- **Given task**:
Repeat the listing below in full, exactly as it stands.

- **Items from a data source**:
____

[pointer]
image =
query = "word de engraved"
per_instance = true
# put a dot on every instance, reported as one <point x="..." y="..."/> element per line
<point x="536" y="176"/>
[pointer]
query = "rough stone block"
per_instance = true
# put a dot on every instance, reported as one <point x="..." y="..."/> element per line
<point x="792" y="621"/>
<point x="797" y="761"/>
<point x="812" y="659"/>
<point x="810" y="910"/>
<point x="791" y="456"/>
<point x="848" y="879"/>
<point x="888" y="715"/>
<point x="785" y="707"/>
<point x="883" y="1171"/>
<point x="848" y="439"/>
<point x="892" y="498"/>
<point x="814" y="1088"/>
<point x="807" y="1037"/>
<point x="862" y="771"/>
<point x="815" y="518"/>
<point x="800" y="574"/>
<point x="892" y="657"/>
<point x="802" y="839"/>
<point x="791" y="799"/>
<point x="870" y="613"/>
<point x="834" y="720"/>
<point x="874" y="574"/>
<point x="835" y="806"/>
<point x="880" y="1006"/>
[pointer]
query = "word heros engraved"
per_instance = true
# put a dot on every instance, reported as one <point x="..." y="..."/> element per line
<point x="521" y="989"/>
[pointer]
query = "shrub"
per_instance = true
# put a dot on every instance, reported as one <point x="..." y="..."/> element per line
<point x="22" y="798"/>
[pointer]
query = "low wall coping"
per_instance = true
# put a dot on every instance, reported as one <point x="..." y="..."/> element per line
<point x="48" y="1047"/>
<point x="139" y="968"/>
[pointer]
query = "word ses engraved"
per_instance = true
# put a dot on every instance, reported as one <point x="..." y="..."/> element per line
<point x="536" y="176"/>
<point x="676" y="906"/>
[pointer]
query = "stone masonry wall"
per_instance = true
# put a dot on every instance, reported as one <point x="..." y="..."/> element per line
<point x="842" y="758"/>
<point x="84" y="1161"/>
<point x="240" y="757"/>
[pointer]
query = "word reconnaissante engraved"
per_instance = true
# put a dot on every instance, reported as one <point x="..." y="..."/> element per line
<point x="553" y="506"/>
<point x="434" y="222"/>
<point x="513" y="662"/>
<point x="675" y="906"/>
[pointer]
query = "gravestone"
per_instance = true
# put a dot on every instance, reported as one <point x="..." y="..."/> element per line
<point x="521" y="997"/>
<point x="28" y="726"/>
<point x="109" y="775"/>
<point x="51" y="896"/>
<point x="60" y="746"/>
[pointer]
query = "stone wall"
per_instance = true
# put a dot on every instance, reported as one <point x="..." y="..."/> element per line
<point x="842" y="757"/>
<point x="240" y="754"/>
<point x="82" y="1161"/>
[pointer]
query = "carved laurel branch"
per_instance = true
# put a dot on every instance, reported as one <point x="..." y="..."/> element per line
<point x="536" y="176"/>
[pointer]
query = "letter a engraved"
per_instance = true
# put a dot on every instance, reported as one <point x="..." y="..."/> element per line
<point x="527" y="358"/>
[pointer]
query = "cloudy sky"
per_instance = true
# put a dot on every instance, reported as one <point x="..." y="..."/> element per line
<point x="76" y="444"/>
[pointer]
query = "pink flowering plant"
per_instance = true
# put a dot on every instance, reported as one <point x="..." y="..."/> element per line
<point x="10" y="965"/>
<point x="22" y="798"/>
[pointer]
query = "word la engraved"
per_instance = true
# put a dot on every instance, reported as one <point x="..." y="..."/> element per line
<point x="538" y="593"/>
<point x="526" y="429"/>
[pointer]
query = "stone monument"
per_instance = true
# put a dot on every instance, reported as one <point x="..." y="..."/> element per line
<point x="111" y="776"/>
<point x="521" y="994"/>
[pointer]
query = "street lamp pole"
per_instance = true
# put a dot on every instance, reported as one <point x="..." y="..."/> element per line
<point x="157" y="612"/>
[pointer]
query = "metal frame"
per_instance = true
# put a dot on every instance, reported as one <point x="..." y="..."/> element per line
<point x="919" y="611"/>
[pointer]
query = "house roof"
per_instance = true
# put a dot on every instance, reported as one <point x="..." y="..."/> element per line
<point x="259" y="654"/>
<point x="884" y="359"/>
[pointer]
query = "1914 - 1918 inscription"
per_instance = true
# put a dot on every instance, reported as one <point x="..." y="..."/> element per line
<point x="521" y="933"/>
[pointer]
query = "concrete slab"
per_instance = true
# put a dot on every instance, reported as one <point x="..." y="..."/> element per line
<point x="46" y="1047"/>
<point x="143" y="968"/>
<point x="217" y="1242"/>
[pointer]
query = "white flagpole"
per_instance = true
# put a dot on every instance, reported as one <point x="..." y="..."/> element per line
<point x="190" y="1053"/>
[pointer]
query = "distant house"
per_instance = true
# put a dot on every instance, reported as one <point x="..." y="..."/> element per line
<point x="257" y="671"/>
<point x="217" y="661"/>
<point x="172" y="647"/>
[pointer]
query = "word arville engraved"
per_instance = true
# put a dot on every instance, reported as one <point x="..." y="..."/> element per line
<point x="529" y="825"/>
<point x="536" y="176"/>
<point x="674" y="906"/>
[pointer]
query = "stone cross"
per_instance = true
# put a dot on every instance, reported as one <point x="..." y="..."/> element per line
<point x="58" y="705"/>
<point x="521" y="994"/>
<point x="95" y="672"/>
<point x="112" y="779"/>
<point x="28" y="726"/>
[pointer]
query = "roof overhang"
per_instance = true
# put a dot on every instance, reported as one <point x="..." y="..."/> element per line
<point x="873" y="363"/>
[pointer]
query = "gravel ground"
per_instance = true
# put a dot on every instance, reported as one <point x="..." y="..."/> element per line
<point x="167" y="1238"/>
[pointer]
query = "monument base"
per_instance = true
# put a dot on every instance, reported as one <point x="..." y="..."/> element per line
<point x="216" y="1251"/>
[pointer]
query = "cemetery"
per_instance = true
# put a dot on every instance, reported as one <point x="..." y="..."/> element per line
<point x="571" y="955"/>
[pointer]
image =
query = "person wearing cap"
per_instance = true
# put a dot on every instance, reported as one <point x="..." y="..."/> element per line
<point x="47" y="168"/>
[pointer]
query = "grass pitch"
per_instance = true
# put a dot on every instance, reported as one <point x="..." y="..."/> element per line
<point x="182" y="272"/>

____

- **Answer for the task**:
[pointer]
image =
query = "word de engraved"
per_instance = true
# put a dot on every instance, reported as one <point x="..." y="..."/> element per line
<point x="536" y="176"/>
[pointer]
query = "rough stone block"
per_instance = true
# put a dot on every instance, reported as one <point x="..." y="..."/> element per line
<point x="792" y="621"/>
<point x="797" y="761"/>
<point x="812" y="659"/>
<point x="810" y="910"/>
<point x="791" y="456"/>
<point x="848" y="879"/>
<point x="888" y="715"/>
<point x="785" y="707"/>
<point x="883" y="1171"/>
<point x="848" y="439"/>
<point x="892" y="498"/>
<point x="814" y="1088"/>
<point x="807" y="1037"/>
<point x="862" y="771"/>
<point x="815" y="518"/>
<point x="800" y="574"/>
<point x="892" y="657"/>
<point x="802" y="839"/>
<point x="791" y="799"/>
<point x="870" y="613"/>
<point x="834" y="720"/>
<point x="874" y="574"/>
<point x="835" y="806"/>
<point x="880" y="1006"/>
[pointer]
query = "word heros engraved"
per_instance = true
# put a dot on every instance, reported as one <point x="..." y="..."/> element per line
<point x="521" y="989"/>
[pointer]
query = "shrub"
per_instance = true
# put a dot on every instance, reported as one <point x="..." y="..."/> element per line
<point x="22" y="798"/>
[pointer]
query = "low wall coping"
per_instance = true
# put a dot on every instance, reported as one <point x="..." y="..."/> element per line
<point x="48" y="1047"/>
<point x="139" y="968"/>
[pointer]
query = "word ses engraved"
per_instance = true
# put a dot on every instance, reported as one <point x="..." y="..."/> element per line
<point x="536" y="176"/>
<point x="676" y="906"/>
[pointer]
query = "stone masonry wall"
per_instance = true
# put a dot on every instance, reported as one <point x="..." y="..."/> element per line
<point x="842" y="758"/>
<point x="84" y="1161"/>
<point x="240" y="757"/>
[pointer]
query = "word reconnaissante engraved"
per_instance = true
# put a dot on every instance, reported as one <point x="..." y="..."/> element per line
<point x="553" y="506"/>
<point x="434" y="222"/>
<point x="513" y="662"/>
<point x="675" y="906"/>
[pointer]
query = "gravestone"
per_instance = true
# put a dot on every instance, reported as one <point x="..." y="..."/> element per line
<point x="521" y="997"/>
<point x="28" y="726"/>
<point x="109" y="775"/>
<point x="51" y="896"/>
<point x="60" y="746"/>
[pointer]
query = "stone wall"
per_instance = true
# put a dot on every instance, reported as one <point x="..." y="..."/> element per line
<point x="842" y="757"/>
<point x="240" y="754"/>
<point x="82" y="1161"/>
[pointer]
query = "carved laurel branch"
per_instance = true
# put a dot on every instance, reported as one <point x="..." y="..."/> element per line
<point x="536" y="176"/>
[pointer]
query = "letter a engraved"
per_instance = true
# put a dot on every instance, reported as one <point x="..." y="..."/> element per line
<point x="527" y="358"/>
[pointer]
query = "cloudy sky"
per_instance = true
# put a dot on every instance, reported as one <point x="..." y="..."/> element per line
<point x="76" y="444"/>
[pointer]
query = "pink flowering plant"
per_instance = true
# put a dot on every instance, reported as one <point x="..." y="..."/> element per line
<point x="10" y="965"/>
<point x="22" y="798"/>
[pointer]
query = "word la engraved"
per_instance = true
# put a dot on every instance, reported as one <point x="..." y="..."/> element per line
<point x="538" y="593"/>
<point x="526" y="429"/>
[pointer]
query = "stone monument"
per_instance = true
# put a dot on every instance, reported as one <point x="..." y="..."/> element per line
<point x="111" y="776"/>
<point x="521" y="994"/>
[pointer]
query = "street lamp pole"
per_instance = true
# put a dot on every instance, reported as one <point x="..." y="..."/> element per line
<point x="157" y="612"/>
[pointer]
query = "metal frame"
per_instance = true
# put a dot on every instance, reported as one <point x="..." y="..."/> element per line
<point x="919" y="611"/>
[pointer]
query = "house roof"
per_instance = true
# put a dot on every instance, reported as one <point x="..." y="..."/> element per line
<point x="259" y="654"/>
<point x="884" y="359"/>
[pointer]
query = "1914 - 1918 inscription"
per_instance = true
# put a dot on every instance, reported as one <point x="..." y="..."/> element per line
<point x="521" y="933"/>
[pointer]
query = "concrete slab"
per_instance = true
# put a dot on every instance, reported as one <point x="..." y="..."/> element per line
<point x="46" y="1047"/>
<point x="143" y="968"/>
<point x="217" y="1242"/>
[pointer]
query = "white flagpole"
per_instance = true
# put a dot on every instance, reported as one <point x="..." y="..."/> element per line
<point x="190" y="1053"/>
[pointer]
query = "distant house"
per_instance = true
# put a dot on every instance, reported as one <point x="..." y="..."/> element per line
<point x="257" y="671"/>
<point x="217" y="661"/>
<point x="172" y="647"/>
[pointer]
query = "word arville engraved"
per_instance = true
# put a dot on every instance, reported as one <point x="..." y="..."/> element per line
<point x="529" y="825"/>
<point x="536" y="176"/>
<point x="674" y="906"/>
[pointer]
query = "stone cross"
per_instance = true
# put a dot on every instance, reported as one <point x="..." y="..."/> element per line
<point x="58" y="705"/>
<point x="521" y="994"/>
<point x="95" y="672"/>
<point x="112" y="779"/>
<point x="28" y="726"/>
[pointer]
query = "roof overhang"
per_instance = true
# put a dot on every instance, reported as one <point x="..." y="..."/> element per line
<point x="873" y="363"/>
[pointer]
query = "gravel ground"
per_instance = true
# put a dot on every instance, reported as one <point x="..." y="..."/> element per line
<point x="167" y="1238"/>
[pointer]
query = "monument base"
per_instance = true
# put a dot on every instance, reported as one <point x="..." y="..."/> element per line
<point x="216" y="1251"/>
[pointer]
query = "cemetery"
per_instance = true
# put a dot on every instance, reported as one <point x="..." y="..."/> element per line
<point x="571" y="955"/>
[pointer]
image =
query = "person wearing cap"
per_instance = true
# put a dot on every instance, reported as one <point x="..." y="..."/> element per line
<point x="47" y="168"/>
[pointer]
query = "grass pitch"
per_instance = true
# put a dot on every instance, reported as one <point x="..." y="..."/> element per line
<point x="182" y="272"/>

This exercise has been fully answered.